:: Task statement ::
Every line below between the one holding "TARGET = blonde hair" and the one holding "TASK = point to the black jacket, one", inclusive, should be copied exactly, and no other line.

(Point-per-instance localization data)
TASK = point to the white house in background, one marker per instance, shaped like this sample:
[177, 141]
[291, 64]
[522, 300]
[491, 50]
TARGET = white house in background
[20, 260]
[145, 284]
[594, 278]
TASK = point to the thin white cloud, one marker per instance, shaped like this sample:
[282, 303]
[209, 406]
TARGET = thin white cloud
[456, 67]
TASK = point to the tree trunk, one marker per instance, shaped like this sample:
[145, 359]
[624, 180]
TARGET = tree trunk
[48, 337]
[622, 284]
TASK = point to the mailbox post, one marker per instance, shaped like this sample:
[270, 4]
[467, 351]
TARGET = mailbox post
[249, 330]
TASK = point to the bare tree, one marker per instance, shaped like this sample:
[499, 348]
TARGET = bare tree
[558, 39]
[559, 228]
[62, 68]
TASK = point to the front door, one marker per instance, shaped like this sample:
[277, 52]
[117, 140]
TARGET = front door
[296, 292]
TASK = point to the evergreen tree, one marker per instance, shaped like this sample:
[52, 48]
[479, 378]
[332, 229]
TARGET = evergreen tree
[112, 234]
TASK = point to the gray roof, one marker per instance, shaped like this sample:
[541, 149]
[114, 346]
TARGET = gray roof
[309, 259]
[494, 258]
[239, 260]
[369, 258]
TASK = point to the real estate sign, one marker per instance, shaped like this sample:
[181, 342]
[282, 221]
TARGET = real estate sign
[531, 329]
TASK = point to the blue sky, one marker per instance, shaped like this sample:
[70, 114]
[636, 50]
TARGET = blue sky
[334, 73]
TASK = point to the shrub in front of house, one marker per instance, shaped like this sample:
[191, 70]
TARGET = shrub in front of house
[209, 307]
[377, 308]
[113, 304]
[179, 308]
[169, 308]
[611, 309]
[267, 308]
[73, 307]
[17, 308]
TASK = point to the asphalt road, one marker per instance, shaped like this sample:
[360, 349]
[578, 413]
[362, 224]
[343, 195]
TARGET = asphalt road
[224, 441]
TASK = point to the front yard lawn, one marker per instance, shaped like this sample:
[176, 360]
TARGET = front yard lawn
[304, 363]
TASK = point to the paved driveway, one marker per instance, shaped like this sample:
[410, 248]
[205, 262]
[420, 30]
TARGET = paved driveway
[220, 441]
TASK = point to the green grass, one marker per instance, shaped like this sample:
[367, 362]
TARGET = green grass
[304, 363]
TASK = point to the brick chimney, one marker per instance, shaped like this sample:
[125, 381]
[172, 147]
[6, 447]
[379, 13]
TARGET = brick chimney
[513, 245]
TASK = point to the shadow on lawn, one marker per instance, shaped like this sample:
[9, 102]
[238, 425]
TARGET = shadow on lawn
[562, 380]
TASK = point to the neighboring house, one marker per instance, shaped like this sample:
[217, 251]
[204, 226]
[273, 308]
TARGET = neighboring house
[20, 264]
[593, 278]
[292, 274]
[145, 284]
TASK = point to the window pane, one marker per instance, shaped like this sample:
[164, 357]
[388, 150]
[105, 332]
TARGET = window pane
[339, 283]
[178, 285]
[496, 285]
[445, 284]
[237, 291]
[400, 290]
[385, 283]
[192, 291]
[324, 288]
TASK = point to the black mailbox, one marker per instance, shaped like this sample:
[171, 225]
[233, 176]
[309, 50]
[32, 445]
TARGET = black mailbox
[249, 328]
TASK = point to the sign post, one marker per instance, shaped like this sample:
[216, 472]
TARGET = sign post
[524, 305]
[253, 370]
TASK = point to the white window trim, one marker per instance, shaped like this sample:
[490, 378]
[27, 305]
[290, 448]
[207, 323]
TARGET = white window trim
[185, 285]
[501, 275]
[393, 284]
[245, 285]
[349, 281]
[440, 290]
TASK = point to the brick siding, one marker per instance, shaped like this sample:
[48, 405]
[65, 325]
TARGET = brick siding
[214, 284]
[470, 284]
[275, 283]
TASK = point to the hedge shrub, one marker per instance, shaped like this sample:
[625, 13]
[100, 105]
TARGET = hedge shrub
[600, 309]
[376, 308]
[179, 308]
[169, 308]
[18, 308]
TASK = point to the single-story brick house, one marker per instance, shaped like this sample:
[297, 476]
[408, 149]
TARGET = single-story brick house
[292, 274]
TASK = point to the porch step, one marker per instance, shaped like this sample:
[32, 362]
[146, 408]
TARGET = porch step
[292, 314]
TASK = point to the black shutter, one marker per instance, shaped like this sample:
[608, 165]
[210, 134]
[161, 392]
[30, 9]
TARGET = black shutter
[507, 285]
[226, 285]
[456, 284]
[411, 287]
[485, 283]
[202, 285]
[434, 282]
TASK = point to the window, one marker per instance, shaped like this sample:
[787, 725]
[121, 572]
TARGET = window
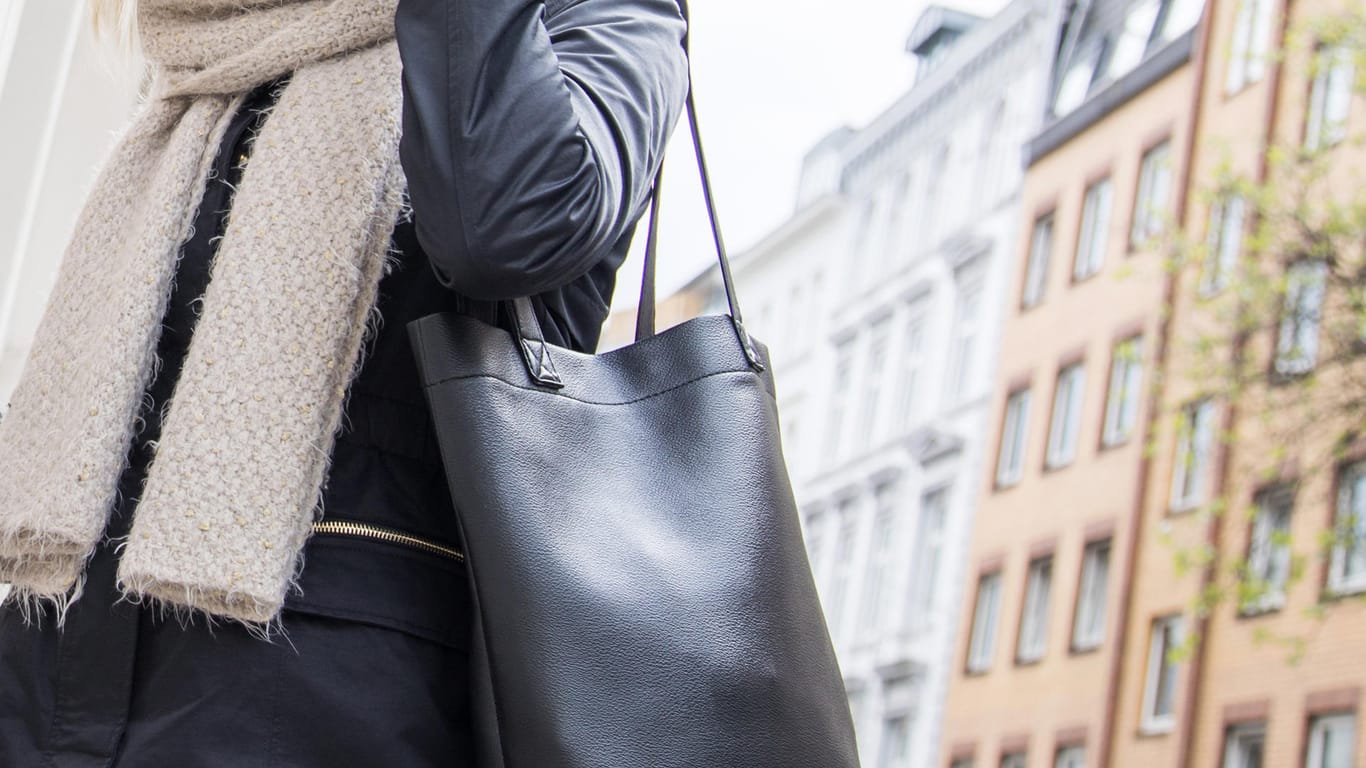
[843, 563]
[1332, 741]
[913, 358]
[1329, 97]
[965, 343]
[814, 532]
[840, 395]
[1089, 623]
[1347, 571]
[1297, 345]
[1094, 232]
[1247, 49]
[1268, 554]
[880, 559]
[1182, 15]
[1154, 189]
[874, 358]
[1040, 252]
[1070, 757]
[982, 642]
[1077, 82]
[1243, 745]
[1067, 416]
[926, 554]
[1010, 463]
[1194, 435]
[1126, 384]
[1033, 640]
[1133, 38]
[1160, 688]
[1224, 243]
[896, 742]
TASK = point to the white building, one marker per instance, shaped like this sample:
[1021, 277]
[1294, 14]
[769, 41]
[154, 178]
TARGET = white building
[881, 301]
[62, 100]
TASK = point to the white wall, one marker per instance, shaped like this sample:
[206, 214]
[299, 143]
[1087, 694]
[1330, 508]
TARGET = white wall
[62, 101]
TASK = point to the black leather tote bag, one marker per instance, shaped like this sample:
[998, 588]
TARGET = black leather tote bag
[641, 591]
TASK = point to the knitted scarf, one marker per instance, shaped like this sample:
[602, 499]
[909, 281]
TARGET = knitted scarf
[238, 473]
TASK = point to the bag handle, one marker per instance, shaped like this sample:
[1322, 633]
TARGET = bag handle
[527, 328]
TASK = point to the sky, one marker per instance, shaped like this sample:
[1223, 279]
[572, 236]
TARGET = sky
[771, 81]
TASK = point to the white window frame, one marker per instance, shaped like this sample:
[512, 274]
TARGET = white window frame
[1194, 448]
[1297, 339]
[967, 327]
[869, 427]
[1092, 596]
[1152, 204]
[1168, 633]
[1347, 570]
[846, 544]
[913, 361]
[1238, 744]
[873, 606]
[1066, 425]
[1010, 463]
[1329, 97]
[840, 395]
[1093, 235]
[981, 648]
[1032, 644]
[1268, 550]
[1332, 741]
[1072, 756]
[928, 554]
[1040, 256]
[1249, 45]
[1224, 243]
[1126, 387]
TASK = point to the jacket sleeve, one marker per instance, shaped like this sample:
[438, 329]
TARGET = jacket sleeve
[532, 131]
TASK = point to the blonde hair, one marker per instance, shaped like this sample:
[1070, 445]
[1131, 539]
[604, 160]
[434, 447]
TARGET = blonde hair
[116, 19]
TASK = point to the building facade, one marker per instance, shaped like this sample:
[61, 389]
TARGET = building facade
[1049, 570]
[879, 299]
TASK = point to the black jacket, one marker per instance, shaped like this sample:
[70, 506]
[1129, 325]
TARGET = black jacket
[532, 134]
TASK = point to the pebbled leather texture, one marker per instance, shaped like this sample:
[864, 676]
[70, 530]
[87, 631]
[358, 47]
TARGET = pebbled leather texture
[642, 593]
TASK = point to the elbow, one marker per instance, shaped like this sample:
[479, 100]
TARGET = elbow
[521, 250]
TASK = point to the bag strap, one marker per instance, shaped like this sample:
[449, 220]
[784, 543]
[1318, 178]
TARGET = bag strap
[527, 328]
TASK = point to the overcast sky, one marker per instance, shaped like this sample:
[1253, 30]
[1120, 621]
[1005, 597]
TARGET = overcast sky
[772, 78]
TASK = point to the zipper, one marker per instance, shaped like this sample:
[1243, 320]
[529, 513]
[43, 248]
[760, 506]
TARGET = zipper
[388, 535]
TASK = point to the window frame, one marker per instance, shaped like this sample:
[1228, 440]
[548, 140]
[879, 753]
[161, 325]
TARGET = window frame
[1036, 610]
[1093, 228]
[1314, 733]
[1291, 328]
[1014, 435]
[1126, 383]
[1238, 735]
[1062, 450]
[1086, 588]
[1146, 220]
[1221, 257]
[1264, 552]
[1351, 477]
[1195, 437]
[1332, 66]
[1038, 260]
[981, 637]
[1161, 670]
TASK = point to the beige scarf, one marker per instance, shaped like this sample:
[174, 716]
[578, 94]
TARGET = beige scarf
[243, 454]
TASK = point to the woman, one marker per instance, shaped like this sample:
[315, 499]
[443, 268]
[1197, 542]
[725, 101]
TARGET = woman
[264, 567]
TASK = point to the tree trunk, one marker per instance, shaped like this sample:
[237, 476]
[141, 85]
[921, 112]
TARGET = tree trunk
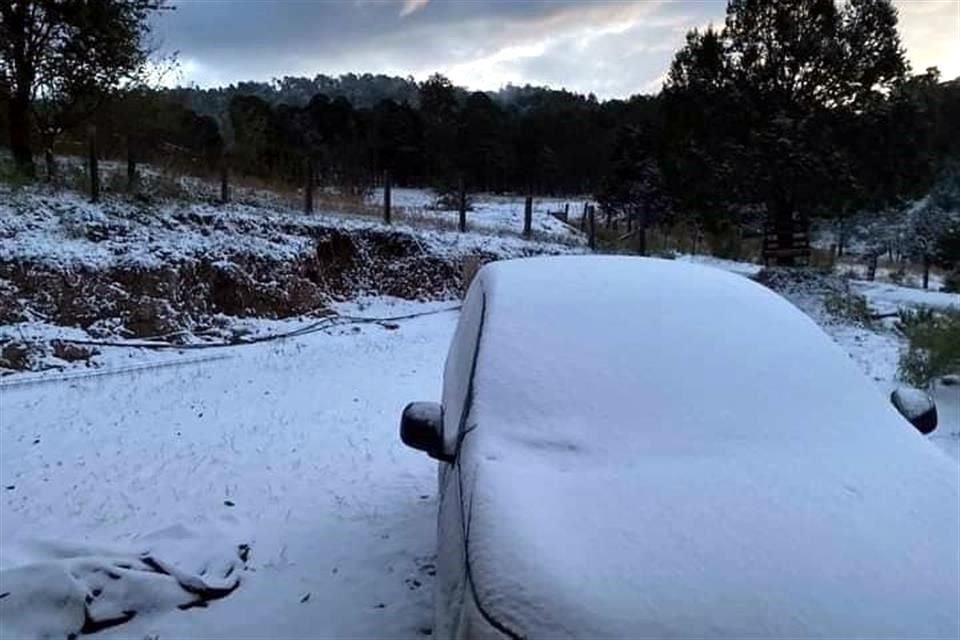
[386, 197]
[463, 206]
[592, 219]
[642, 233]
[528, 217]
[51, 163]
[131, 166]
[872, 266]
[18, 110]
[94, 166]
[224, 182]
[783, 227]
[308, 186]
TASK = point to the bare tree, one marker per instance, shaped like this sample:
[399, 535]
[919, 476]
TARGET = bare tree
[59, 58]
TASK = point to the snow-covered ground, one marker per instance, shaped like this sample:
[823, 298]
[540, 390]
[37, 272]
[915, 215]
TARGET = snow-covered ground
[65, 228]
[489, 213]
[288, 447]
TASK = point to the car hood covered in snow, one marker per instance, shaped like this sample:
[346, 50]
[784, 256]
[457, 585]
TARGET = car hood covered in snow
[666, 450]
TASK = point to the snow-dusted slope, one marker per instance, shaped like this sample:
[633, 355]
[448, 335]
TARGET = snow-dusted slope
[288, 447]
[704, 463]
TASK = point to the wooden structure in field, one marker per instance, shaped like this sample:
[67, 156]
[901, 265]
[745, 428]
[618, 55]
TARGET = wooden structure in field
[786, 247]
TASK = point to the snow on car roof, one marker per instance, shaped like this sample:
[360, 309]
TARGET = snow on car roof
[619, 354]
[667, 450]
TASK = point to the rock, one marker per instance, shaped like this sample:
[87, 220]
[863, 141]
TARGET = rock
[72, 352]
[152, 317]
[15, 355]
[917, 407]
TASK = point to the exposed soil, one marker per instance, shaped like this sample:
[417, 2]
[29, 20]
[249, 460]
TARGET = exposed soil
[186, 295]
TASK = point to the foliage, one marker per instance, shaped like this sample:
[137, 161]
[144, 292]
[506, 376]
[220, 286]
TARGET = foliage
[849, 307]
[633, 188]
[933, 345]
[770, 101]
[62, 57]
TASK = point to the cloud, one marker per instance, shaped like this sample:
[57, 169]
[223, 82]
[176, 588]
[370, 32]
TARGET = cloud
[609, 47]
[412, 6]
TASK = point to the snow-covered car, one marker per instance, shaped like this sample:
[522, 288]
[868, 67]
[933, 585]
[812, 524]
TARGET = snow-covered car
[637, 448]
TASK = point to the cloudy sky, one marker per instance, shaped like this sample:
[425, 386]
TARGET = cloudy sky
[612, 48]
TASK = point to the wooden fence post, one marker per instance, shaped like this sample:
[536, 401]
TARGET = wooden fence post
[593, 227]
[131, 166]
[471, 265]
[463, 206]
[528, 217]
[308, 186]
[386, 197]
[93, 164]
[224, 180]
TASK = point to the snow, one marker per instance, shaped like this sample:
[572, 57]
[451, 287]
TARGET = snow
[742, 268]
[913, 402]
[299, 436]
[143, 453]
[489, 212]
[66, 230]
[885, 296]
[667, 476]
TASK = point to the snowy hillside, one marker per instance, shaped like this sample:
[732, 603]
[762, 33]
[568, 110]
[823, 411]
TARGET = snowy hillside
[190, 271]
[257, 489]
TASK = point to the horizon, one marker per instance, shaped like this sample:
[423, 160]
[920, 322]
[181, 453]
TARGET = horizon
[611, 49]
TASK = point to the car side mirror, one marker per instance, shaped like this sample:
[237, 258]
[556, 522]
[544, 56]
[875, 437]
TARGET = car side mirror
[421, 427]
[917, 407]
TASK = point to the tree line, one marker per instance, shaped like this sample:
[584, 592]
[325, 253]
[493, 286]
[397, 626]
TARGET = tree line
[788, 110]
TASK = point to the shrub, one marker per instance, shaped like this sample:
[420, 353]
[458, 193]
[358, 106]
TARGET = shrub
[933, 348]
[951, 282]
[849, 307]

:: The completed task ::
TARGET = blonde hair
[116, 19]
TASK = point to the building facade, one marker per instance, shaped like this sample:
[61, 389]
TARGET = building facade
[1049, 570]
[879, 299]
TASK = point to the black jacket, one marker per instance, shaped like this sample:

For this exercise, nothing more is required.